# [Set task 1]
From the forum thread on iPhone 4 DecalGirl skins, write out the passage that begins at the words "Just ordered.  With" and ends after the words "14th, it'll do.".
# [Set task 2]
In the iPhone 4 DecalGirl skins thread, what fee is waived on the "Shop By Design" feature until the official launch?
# [Set task 3]
Extend the forum thread on iPhone 4 DecalGirl skins beyond its final line.

# [Source]

+++

# iPhone 4 DecalGirl skins available to order...



## luvmy4brats (Nov 9, 2008)

Here's a quote from their Facebook page:



> we delayed the launch of the iPhone 4 skins by a day to fine-tune the fitment and placement of the artwork. However, we've enabled purchasing of any design on the iPhone 4 platform - just go to "Shop By Design" under "More Ways to Shop", choose a design and select Cellphones -> Apple iPhone 4. We're waiving the normal $5 surcharge on the "Shop By Design" feature until the "official" launch.


Since you can pick any design you want, which one are YOU ordering?

DecalGirl


----------



## VictoriaP (Mar 1, 2009)

luvmy4brats said:


> Here's a quote from their Facebook page:
> 
> Since you can pick any design you want, which one are YOU ordering?
> 
> DecalGirl


LOL--probably pink hibiscus, same as my current iPhone. It'll be here long before the phone, unfortunately.


----------



## luvmy4brats (Nov 9, 2008)

I think I'll be getting the same one that's on the back of my current iPhone too (I don't have it on the front though)

I love my cow.


----------



## VictoriaP (Mar 1, 2009)

Just ordered.  With their cheapest shipping, it will be here between the 2nd and the 9th.  Since at this point the phone won't arrive until at least after the 14th, it'll do.

And it will go fabulously with the pink bumper that's shipping on the 2nd.  LOL


----------



## luvmy4brats (Nov 9, 2008)

+++

Records excerpted from a collection:
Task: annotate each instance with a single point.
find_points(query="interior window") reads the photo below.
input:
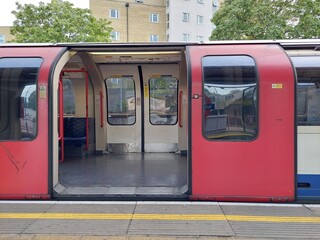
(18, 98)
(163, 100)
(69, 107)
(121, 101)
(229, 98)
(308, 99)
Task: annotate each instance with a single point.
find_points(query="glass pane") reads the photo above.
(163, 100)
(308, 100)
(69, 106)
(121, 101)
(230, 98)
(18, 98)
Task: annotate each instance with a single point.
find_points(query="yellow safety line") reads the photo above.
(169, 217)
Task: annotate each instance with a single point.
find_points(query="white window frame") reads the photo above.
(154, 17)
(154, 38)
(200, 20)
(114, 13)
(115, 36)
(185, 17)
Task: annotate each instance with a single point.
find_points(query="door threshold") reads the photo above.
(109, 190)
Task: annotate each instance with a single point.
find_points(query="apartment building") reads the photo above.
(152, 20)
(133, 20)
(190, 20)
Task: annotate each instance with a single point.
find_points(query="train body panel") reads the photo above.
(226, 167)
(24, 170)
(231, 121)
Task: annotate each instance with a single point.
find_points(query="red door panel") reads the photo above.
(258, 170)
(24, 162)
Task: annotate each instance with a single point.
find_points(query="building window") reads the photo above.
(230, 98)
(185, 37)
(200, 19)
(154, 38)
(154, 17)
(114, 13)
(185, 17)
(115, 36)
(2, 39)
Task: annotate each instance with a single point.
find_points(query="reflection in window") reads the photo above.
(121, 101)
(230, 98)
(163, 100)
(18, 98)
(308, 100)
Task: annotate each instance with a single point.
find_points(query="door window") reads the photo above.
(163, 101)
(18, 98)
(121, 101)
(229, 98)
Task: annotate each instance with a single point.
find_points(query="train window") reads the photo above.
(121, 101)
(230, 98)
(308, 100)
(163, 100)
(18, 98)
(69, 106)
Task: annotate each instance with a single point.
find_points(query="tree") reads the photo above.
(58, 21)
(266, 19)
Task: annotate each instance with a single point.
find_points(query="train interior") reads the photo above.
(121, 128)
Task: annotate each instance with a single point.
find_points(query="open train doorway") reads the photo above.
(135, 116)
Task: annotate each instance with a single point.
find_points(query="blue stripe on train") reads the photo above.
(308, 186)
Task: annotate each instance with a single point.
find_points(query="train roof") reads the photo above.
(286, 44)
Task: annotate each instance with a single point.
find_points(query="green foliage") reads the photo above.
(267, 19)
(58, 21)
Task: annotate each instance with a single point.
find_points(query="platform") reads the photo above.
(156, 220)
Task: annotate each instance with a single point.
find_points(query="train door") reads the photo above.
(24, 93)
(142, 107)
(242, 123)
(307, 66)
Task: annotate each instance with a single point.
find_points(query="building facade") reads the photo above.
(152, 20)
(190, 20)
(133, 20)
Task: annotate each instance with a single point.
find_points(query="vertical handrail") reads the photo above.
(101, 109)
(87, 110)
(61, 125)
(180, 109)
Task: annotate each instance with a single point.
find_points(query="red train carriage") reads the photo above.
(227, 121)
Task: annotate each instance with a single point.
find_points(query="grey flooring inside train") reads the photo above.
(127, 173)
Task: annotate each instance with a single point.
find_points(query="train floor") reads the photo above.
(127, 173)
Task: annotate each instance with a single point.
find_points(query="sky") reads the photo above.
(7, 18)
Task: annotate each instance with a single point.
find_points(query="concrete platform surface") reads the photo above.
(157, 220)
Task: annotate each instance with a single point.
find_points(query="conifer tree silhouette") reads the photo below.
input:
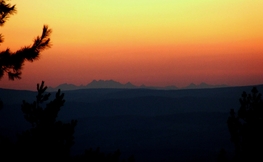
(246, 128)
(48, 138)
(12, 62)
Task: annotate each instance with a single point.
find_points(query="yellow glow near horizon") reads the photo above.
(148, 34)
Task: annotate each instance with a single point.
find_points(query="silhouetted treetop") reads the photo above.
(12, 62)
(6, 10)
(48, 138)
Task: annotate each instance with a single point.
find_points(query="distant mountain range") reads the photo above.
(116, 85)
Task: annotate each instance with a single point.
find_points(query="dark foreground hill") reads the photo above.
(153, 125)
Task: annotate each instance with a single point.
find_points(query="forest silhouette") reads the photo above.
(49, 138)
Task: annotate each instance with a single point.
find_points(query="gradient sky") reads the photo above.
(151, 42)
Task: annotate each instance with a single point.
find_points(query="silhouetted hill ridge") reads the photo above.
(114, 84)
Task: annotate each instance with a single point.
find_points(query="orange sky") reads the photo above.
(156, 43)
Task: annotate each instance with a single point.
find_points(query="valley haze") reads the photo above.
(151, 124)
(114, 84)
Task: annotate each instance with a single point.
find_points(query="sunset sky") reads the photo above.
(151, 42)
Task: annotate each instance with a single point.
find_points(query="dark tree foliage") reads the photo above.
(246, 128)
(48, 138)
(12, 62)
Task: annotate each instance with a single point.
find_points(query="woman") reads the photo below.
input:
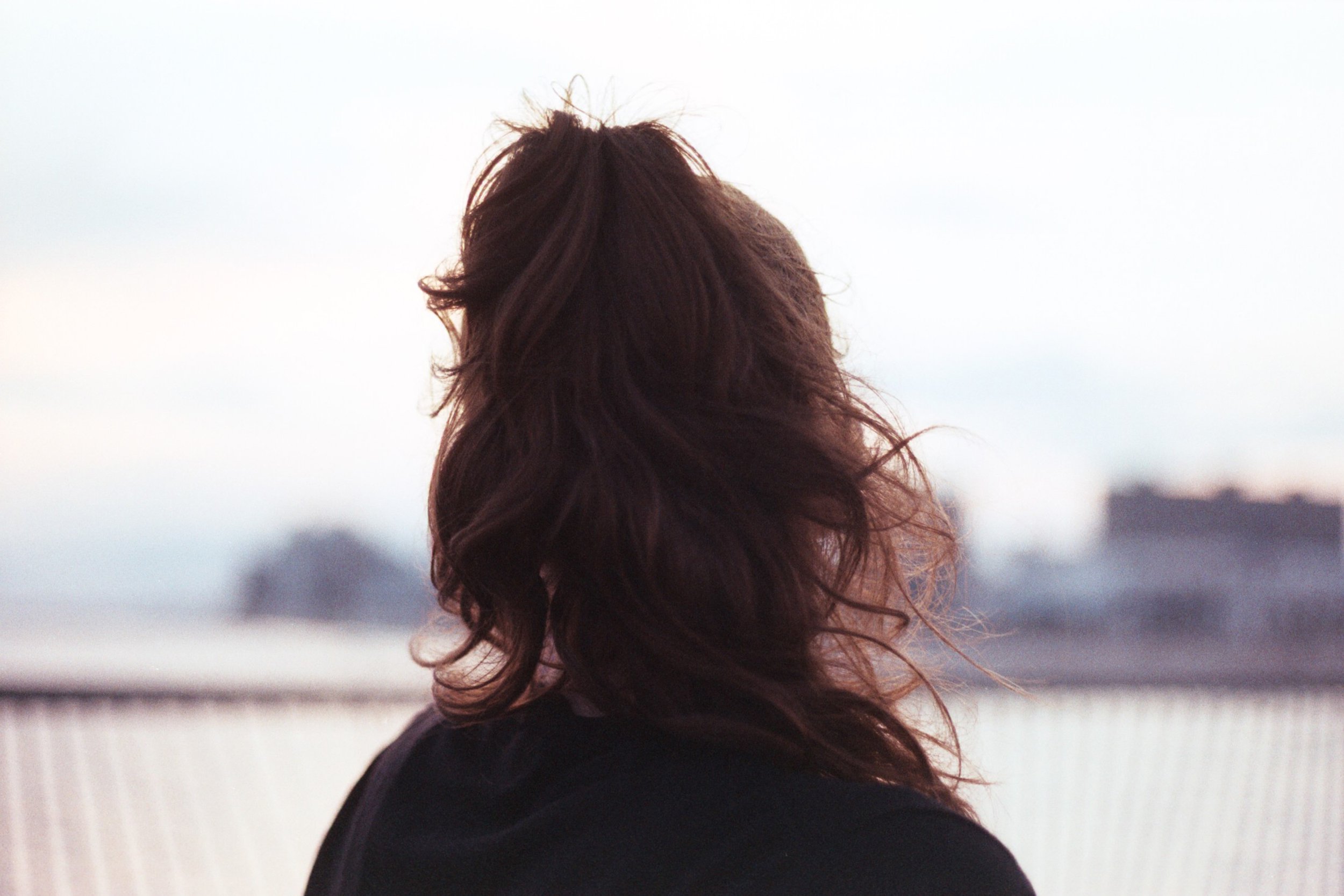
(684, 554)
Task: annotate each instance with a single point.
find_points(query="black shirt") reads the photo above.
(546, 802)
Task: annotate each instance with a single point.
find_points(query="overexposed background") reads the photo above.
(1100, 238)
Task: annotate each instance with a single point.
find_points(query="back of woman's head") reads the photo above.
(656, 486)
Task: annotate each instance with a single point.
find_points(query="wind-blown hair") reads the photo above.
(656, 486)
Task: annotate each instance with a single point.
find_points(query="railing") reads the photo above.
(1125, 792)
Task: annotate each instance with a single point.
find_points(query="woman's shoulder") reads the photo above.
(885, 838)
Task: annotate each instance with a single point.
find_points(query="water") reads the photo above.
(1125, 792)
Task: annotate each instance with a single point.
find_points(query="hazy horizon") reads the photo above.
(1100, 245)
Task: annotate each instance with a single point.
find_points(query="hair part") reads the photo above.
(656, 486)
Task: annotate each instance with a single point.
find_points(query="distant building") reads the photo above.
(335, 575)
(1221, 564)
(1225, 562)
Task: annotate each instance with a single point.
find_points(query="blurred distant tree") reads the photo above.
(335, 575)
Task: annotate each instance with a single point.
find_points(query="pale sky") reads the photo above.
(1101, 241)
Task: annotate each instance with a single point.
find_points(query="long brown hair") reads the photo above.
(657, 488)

+++

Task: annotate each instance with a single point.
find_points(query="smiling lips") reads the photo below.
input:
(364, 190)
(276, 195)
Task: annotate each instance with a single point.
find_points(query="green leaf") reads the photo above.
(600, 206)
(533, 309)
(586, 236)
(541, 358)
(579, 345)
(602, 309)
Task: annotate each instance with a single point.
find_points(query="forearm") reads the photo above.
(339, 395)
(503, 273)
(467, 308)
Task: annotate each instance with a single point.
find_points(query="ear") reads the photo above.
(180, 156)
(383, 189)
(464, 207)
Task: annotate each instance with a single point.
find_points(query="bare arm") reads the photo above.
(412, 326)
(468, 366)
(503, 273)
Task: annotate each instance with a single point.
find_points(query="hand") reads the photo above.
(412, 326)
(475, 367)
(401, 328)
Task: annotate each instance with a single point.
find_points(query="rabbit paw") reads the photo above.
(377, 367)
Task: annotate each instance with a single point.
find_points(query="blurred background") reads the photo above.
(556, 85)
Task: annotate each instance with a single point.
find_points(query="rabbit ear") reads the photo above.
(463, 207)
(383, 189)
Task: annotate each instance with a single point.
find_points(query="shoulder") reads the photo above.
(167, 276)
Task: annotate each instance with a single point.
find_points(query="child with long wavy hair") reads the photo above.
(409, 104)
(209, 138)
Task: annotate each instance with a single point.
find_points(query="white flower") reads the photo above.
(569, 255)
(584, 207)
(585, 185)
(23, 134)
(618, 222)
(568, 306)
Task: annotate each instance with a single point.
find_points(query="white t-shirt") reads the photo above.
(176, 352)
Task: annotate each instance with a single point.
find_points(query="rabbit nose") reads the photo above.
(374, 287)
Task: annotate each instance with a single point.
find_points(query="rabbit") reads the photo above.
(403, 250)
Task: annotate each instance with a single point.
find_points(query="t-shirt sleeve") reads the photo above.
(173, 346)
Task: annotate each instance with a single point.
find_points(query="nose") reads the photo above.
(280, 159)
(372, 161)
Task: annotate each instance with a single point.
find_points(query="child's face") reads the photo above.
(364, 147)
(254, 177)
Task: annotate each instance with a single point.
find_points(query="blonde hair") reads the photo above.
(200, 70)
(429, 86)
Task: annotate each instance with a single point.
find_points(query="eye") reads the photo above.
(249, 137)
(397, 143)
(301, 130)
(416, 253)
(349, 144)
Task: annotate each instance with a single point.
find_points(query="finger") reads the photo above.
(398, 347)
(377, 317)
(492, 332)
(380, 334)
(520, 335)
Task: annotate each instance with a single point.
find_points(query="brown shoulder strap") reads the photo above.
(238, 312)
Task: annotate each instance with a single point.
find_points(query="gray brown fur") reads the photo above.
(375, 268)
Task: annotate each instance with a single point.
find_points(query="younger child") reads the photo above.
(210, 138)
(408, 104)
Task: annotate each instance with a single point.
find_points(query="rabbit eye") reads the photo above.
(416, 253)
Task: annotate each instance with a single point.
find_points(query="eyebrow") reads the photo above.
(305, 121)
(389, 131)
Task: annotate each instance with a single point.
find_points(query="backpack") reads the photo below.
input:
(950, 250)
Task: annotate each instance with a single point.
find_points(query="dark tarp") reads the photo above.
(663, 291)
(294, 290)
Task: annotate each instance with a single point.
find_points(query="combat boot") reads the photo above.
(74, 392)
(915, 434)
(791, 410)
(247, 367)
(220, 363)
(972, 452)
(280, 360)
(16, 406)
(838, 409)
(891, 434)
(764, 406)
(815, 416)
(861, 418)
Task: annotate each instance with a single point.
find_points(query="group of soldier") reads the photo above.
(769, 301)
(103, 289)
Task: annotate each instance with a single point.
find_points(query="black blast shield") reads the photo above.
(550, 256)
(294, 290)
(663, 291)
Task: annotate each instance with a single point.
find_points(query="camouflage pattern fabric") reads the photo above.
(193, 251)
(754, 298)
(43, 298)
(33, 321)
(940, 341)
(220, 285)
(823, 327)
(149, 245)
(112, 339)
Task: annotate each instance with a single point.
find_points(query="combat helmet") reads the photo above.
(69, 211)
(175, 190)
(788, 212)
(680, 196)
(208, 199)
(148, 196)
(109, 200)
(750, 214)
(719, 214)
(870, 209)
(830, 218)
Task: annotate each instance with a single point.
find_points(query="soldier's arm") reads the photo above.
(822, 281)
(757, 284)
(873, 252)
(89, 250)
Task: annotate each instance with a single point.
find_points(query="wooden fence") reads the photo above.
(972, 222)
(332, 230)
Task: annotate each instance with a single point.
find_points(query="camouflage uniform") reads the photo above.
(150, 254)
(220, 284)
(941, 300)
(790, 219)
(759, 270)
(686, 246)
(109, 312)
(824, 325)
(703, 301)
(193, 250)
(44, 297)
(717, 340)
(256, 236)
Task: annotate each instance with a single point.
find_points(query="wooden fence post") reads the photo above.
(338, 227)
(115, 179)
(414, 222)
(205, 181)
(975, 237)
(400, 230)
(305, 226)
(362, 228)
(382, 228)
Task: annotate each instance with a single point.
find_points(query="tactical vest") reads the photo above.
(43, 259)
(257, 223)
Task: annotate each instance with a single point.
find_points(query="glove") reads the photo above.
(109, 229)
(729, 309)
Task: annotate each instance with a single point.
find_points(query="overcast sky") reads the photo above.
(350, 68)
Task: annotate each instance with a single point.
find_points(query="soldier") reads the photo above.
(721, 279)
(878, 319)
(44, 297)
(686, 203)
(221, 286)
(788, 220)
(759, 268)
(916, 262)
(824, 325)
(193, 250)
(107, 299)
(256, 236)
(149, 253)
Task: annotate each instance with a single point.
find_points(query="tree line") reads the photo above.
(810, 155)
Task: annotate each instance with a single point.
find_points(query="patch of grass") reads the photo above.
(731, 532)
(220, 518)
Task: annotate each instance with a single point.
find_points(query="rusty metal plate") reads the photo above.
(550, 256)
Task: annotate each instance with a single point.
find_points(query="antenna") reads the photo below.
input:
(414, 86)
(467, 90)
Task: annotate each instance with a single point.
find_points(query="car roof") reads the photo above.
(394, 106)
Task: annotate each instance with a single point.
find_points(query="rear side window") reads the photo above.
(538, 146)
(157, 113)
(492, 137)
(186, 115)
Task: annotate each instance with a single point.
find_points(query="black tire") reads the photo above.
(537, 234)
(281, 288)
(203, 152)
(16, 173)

+++

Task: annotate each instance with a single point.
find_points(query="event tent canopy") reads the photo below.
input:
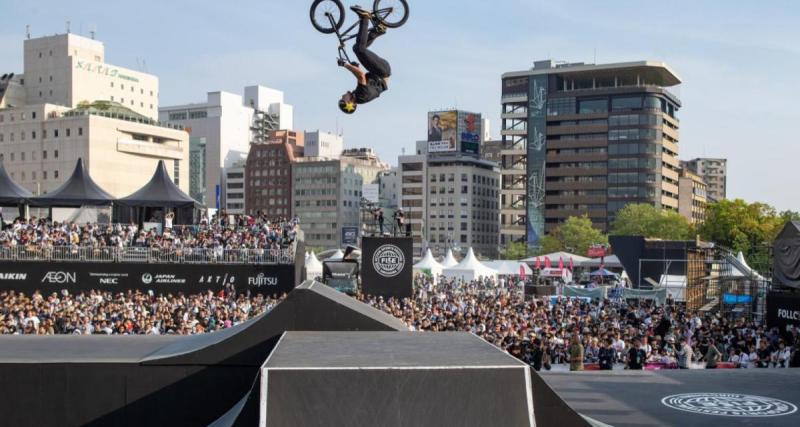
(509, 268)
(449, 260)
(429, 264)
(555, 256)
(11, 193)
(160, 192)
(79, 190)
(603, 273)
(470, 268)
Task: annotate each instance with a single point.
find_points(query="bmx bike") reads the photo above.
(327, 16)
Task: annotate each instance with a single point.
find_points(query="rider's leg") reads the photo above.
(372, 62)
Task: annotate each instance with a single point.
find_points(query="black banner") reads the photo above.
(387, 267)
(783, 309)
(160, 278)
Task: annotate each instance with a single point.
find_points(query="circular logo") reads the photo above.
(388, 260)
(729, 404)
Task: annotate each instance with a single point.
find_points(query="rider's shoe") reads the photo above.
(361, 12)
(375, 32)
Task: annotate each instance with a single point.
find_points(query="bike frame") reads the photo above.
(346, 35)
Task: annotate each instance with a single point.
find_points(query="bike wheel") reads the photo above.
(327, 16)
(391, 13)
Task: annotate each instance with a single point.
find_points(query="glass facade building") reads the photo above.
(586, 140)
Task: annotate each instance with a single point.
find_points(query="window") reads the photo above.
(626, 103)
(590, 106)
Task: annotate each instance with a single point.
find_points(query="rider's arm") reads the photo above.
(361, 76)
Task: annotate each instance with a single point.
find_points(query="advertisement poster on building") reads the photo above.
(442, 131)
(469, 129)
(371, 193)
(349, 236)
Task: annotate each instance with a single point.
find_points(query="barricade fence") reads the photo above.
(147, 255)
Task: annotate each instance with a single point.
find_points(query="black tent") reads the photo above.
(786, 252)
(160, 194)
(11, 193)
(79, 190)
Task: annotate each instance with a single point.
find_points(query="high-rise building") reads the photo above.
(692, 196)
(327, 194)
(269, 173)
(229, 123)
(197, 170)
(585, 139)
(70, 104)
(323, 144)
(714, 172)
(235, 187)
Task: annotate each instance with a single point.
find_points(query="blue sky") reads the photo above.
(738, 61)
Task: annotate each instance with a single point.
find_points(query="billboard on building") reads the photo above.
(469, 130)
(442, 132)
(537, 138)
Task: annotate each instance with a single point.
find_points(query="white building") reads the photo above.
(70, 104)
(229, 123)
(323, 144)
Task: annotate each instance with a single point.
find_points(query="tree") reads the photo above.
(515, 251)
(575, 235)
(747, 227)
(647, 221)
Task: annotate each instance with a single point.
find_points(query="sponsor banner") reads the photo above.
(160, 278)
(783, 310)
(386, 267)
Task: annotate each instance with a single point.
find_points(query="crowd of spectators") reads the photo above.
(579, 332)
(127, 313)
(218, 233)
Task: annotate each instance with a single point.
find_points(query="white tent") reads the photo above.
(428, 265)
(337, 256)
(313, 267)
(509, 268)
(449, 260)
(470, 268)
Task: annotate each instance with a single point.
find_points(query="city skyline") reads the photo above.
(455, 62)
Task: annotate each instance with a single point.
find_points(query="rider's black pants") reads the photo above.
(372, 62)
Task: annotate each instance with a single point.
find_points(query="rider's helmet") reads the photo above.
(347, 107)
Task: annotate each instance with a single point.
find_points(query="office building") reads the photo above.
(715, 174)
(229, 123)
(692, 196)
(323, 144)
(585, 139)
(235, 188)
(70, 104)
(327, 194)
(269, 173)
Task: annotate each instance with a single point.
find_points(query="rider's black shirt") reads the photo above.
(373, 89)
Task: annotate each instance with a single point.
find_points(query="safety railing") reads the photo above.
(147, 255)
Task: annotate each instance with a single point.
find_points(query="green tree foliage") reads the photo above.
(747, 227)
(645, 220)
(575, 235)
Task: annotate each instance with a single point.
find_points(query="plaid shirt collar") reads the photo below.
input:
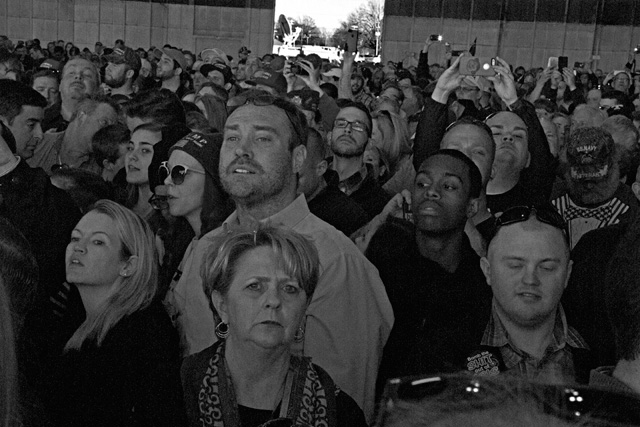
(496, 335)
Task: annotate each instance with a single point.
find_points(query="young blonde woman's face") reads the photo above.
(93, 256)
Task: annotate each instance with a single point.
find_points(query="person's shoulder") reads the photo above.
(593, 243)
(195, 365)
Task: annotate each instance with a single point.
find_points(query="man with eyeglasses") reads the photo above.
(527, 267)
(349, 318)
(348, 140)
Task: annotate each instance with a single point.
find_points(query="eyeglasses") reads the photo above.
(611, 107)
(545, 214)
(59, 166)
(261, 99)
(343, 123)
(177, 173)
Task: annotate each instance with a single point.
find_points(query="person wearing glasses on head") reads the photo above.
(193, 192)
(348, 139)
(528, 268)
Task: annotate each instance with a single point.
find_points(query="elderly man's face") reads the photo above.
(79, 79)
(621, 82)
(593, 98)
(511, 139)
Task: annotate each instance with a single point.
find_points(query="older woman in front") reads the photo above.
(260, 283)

+++

# [Final result 1]
Just ordered.  With their cheapest shipping, it will be here between the 2nd and the 9th.  Since at this point the phone won't arrive until at least after the 14th, it'll do.

# [Final result 2]
The normal $5 surcharge.

# [Final result 3]
Don't forget the coupon code:

PSPhome for 15% off

or

GOMATTE for free Matte Finish ($2 off for the iPhone)


----------



## Rasputina (May 6, 2009)

I won't be ordering one. I love the glass back on the new phone and I only had a skin on my old one so that I could tell my phone from dh.


----------



## VictoriaP (Mar 1, 2009)

luvmy4brats said:


> Don't forget the coupon code:
> 
> PSPhome for 15% off
> 
> ...


Sigh, I ordered too quickly and didn't see this. You'd think I would know better by now. 

Ah well.


----------



## luvmy4brats (Nov 9, 2008)

Call them tomorrow or send an email. They've always been good about applying the coupons after the fact.


----------



## meglet (Feb 14, 2009)

Lots. I'll be ordering a few, to match a few different cases that I plan to get, so that my poor iPhone is no longer overshadowed by my Kindle's lovely outfits.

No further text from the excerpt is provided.